Coordinate labeling data =>
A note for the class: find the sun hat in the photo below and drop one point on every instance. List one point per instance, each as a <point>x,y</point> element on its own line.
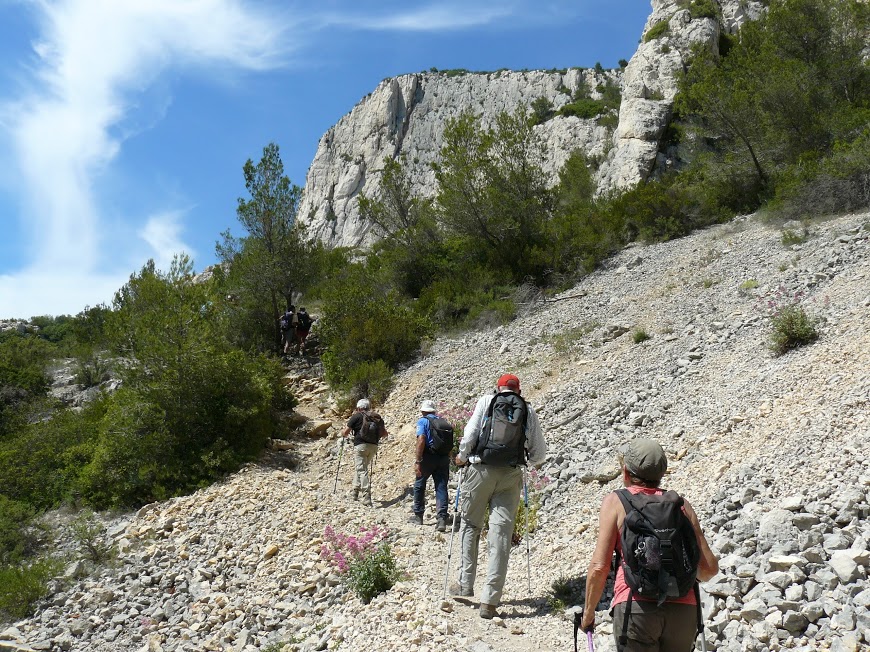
<point>645,459</point>
<point>510,381</point>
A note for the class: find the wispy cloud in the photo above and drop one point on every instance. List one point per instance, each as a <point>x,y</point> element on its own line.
<point>431,18</point>
<point>92,59</point>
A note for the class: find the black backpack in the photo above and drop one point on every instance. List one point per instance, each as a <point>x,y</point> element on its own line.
<point>441,434</point>
<point>502,441</point>
<point>372,427</point>
<point>660,551</point>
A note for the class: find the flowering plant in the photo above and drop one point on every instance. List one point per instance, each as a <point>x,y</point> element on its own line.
<point>365,560</point>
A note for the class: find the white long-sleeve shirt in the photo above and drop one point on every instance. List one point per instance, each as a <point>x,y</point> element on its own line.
<point>535,444</point>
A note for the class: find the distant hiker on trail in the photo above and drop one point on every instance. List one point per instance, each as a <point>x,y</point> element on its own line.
<point>432,459</point>
<point>667,617</point>
<point>368,429</point>
<point>303,327</point>
<point>502,433</point>
<point>287,323</point>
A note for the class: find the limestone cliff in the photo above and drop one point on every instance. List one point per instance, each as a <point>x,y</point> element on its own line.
<point>406,116</point>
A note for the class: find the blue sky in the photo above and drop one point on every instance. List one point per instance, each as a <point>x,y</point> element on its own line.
<point>124,124</point>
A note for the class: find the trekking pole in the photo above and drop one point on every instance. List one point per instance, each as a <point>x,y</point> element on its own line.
<point>372,471</point>
<point>700,617</point>
<point>340,451</point>
<point>528,553</point>
<point>590,646</point>
<point>453,531</point>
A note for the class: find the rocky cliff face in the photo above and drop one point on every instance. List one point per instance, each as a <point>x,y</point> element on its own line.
<point>406,116</point>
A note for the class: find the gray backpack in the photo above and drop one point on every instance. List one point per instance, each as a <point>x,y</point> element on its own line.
<point>502,441</point>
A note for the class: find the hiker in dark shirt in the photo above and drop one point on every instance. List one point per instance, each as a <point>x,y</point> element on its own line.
<point>303,327</point>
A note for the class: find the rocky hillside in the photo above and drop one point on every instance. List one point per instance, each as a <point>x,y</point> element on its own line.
<point>771,451</point>
<point>406,116</point>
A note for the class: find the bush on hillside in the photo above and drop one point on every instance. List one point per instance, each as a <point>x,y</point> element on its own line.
<point>22,586</point>
<point>363,322</point>
<point>792,328</point>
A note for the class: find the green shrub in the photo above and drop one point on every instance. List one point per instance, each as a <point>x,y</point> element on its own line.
<point>91,371</point>
<point>90,536</point>
<point>372,379</point>
<point>790,238</point>
<point>373,574</point>
<point>365,561</point>
<point>658,30</point>
<point>22,586</point>
<point>792,328</point>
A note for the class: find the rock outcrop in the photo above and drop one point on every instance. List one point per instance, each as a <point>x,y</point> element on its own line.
<point>406,116</point>
<point>771,451</point>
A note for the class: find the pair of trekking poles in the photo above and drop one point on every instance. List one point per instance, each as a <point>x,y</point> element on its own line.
<point>453,529</point>
<point>590,646</point>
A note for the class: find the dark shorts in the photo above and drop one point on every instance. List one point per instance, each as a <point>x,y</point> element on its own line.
<point>669,628</point>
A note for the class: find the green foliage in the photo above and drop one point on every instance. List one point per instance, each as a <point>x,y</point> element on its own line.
<point>765,118</point>
<point>22,586</point>
<point>566,591</point>
<point>640,335</point>
<point>363,322</point>
<point>17,538</point>
<point>494,195</point>
<point>373,574</point>
<point>658,30</point>
<point>792,328</point>
<point>371,379</point>
<point>790,238</point>
<point>268,265</point>
<point>90,536</point>
<point>23,363</point>
<point>91,370</point>
<point>542,110</point>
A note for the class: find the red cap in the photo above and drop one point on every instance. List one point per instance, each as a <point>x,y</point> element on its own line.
<point>510,381</point>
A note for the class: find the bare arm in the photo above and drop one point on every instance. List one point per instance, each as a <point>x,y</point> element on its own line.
<point>708,566</point>
<point>599,566</point>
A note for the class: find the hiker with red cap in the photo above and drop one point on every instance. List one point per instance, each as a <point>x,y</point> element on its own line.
<point>501,437</point>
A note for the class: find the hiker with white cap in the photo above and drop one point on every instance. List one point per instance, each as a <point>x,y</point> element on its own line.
<point>501,437</point>
<point>368,430</point>
<point>432,459</point>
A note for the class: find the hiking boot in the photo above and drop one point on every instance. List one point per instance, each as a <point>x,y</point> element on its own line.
<point>487,611</point>
<point>457,591</point>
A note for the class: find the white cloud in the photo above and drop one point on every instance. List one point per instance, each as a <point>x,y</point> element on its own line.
<point>431,18</point>
<point>163,233</point>
<point>91,60</point>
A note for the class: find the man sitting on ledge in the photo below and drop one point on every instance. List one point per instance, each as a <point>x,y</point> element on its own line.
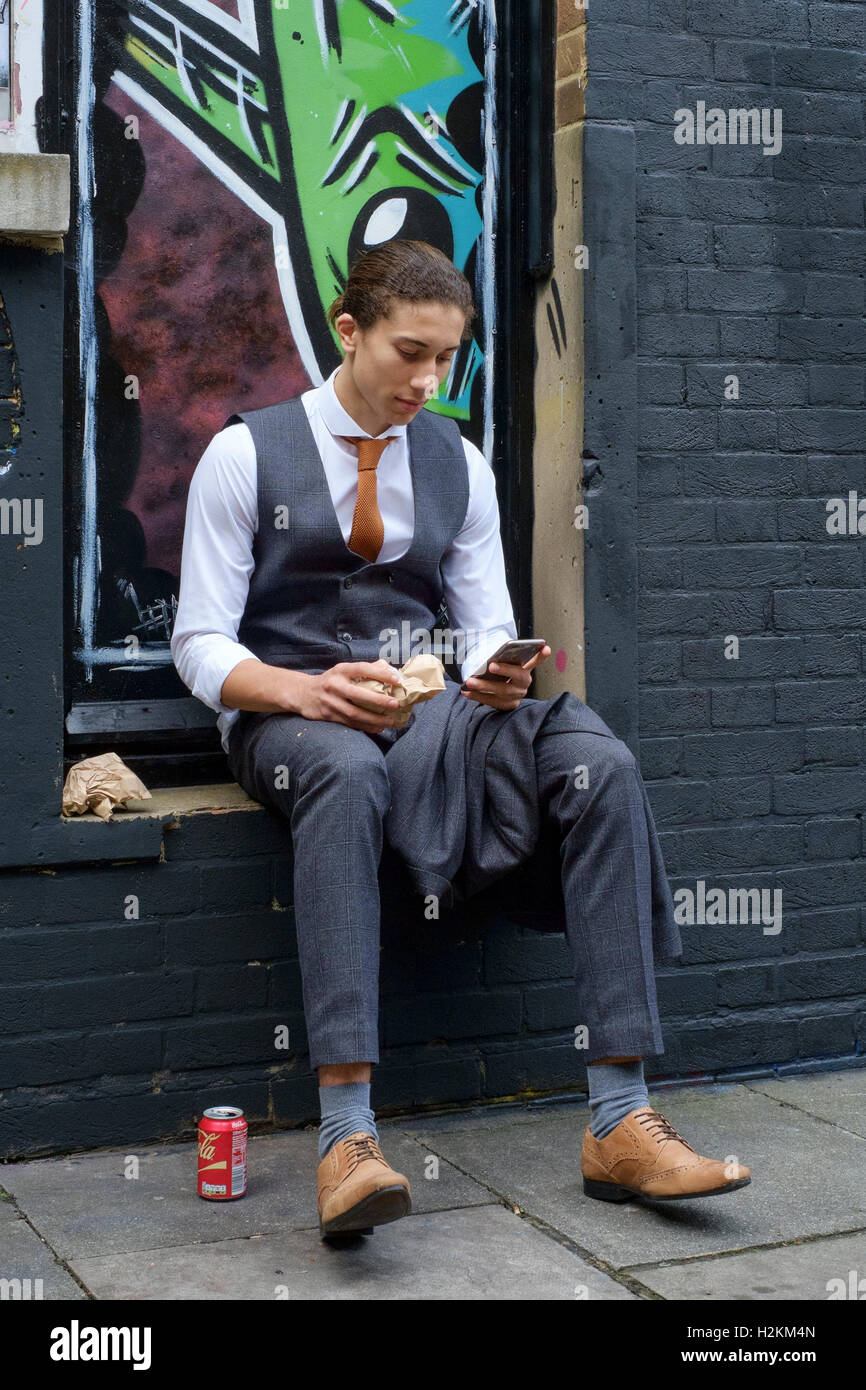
<point>293,566</point>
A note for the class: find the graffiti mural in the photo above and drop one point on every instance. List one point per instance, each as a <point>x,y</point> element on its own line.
<point>232,160</point>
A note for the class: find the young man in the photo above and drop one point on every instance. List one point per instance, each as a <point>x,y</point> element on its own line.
<point>313,528</point>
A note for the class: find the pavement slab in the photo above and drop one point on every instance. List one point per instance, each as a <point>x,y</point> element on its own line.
<point>498,1211</point>
<point>535,1164</point>
<point>85,1205</point>
<point>812,1271</point>
<point>837,1097</point>
<point>478,1253</point>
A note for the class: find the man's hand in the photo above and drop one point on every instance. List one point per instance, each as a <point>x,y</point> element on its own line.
<point>331,695</point>
<point>496,692</point>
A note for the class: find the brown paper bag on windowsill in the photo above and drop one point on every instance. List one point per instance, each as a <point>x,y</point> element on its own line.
<point>421,677</point>
<point>99,784</point>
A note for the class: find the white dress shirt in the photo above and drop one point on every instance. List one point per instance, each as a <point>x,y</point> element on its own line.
<point>221,520</point>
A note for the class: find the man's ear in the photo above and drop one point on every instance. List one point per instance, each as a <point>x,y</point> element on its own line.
<point>348,330</point>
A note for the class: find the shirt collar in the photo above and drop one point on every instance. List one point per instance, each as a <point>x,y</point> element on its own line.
<point>338,420</point>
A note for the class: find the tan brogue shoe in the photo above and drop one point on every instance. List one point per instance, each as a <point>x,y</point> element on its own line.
<point>357,1189</point>
<point>645,1157</point>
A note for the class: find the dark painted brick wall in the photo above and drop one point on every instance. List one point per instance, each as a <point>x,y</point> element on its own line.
<point>751,264</point>
<point>116,1030</point>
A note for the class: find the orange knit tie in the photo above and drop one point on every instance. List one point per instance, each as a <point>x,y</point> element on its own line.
<point>367,528</point>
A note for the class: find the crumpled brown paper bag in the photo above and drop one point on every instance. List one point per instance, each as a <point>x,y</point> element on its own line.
<point>99,784</point>
<point>421,679</point>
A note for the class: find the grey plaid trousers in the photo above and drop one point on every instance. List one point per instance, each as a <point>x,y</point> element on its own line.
<point>335,801</point>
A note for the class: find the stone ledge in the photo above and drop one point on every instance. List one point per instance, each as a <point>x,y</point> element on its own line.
<point>35,195</point>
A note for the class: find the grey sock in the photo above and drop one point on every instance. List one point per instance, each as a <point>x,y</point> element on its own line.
<point>615,1090</point>
<point>344,1111</point>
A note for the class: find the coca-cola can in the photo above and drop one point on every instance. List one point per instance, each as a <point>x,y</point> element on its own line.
<point>223,1154</point>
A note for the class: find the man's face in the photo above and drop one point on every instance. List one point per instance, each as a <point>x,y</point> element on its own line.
<point>395,367</point>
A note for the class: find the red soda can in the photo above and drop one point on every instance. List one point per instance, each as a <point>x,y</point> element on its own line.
<point>223,1154</point>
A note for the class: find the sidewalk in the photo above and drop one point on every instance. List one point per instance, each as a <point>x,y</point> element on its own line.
<point>503,1218</point>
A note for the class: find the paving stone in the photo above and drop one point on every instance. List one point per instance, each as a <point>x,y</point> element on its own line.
<point>27,1258</point>
<point>480,1253</point>
<point>802,1183</point>
<point>790,1272</point>
<point>838,1097</point>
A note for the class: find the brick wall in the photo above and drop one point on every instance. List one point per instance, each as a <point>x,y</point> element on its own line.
<point>118,1029</point>
<point>751,266</point>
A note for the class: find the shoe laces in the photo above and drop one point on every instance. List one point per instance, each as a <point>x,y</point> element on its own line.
<point>660,1127</point>
<point>360,1147</point>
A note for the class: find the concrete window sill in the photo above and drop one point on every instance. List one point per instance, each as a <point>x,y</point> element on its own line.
<point>170,802</point>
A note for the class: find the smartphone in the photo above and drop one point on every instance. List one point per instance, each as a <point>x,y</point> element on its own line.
<point>515,653</point>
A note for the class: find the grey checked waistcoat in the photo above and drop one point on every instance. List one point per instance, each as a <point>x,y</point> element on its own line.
<point>312,601</point>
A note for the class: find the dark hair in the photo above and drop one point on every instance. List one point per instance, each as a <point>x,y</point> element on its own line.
<point>407,270</point>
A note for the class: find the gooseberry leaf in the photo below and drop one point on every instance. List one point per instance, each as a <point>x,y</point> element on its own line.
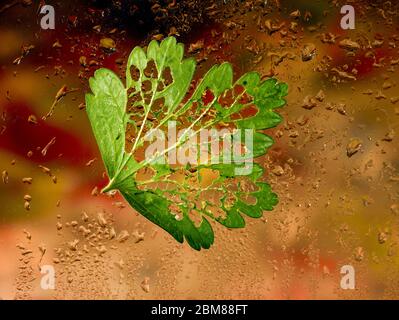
<point>160,94</point>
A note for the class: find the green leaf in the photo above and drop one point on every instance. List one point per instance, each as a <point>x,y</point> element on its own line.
<point>181,198</point>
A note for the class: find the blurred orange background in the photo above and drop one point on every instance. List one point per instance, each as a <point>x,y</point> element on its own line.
<point>334,210</point>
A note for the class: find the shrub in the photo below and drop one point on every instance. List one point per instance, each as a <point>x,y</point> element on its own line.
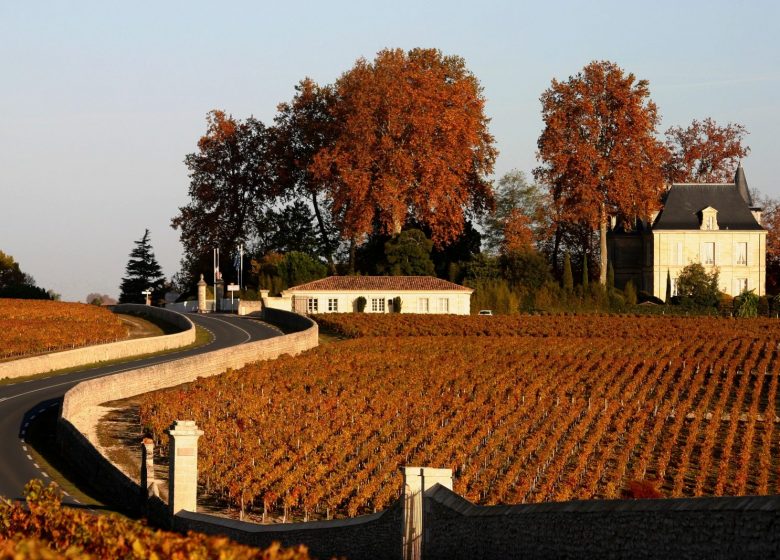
<point>361,304</point>
<point>746,304</point>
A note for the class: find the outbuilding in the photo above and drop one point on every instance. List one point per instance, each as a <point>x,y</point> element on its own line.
<point>383,294</point>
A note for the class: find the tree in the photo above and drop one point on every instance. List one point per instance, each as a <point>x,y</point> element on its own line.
<point>598,149</point>
<point>412,142</point>
<point>409,254</point>
<point>705,152</point>
<point>231,177</point>
<point>305,126</point>
<point>696,288</point>
<point>514,197</point>
<point>142,273</point>
<point>568,278</point>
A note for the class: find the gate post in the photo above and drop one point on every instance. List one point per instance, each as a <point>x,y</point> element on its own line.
<point>416,481</point>
<point>183,466</point>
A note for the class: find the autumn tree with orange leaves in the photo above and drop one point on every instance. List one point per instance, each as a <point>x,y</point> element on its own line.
<point>413,143</point>
<point>705,152</point>
<point>599,154</point>
<point>231,176</point>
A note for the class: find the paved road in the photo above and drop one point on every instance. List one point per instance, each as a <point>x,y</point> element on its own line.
<point>21,402</point>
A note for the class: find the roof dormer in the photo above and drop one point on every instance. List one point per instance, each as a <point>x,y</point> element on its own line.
<point>709,219</point>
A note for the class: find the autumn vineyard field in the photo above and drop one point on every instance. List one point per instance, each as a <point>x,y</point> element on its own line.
<point>524,409</point>
<point>42,529</point>
<point>34,326</point>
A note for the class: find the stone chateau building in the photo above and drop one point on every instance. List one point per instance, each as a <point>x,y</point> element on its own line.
<point>717,225</point>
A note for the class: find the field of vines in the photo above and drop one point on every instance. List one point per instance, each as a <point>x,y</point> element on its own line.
<point>523,409</point>
<point>34,326</point>
<point>41,528</point>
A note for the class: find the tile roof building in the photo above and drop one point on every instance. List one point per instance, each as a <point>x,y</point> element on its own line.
<point>416,294</point>
<point>717,225</point>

Your instructions => Please copy the part of the entries that opens with the line containing "A note for the class: find the man's ear" and closes with the line containing "<point>348,330</point>".

The solution =>
A note for the class: find the man's ear in the photo above and drop one point on every instance. List one point per instance, each as a <point>x,y</point> element on its own line.
<point>348,330</point>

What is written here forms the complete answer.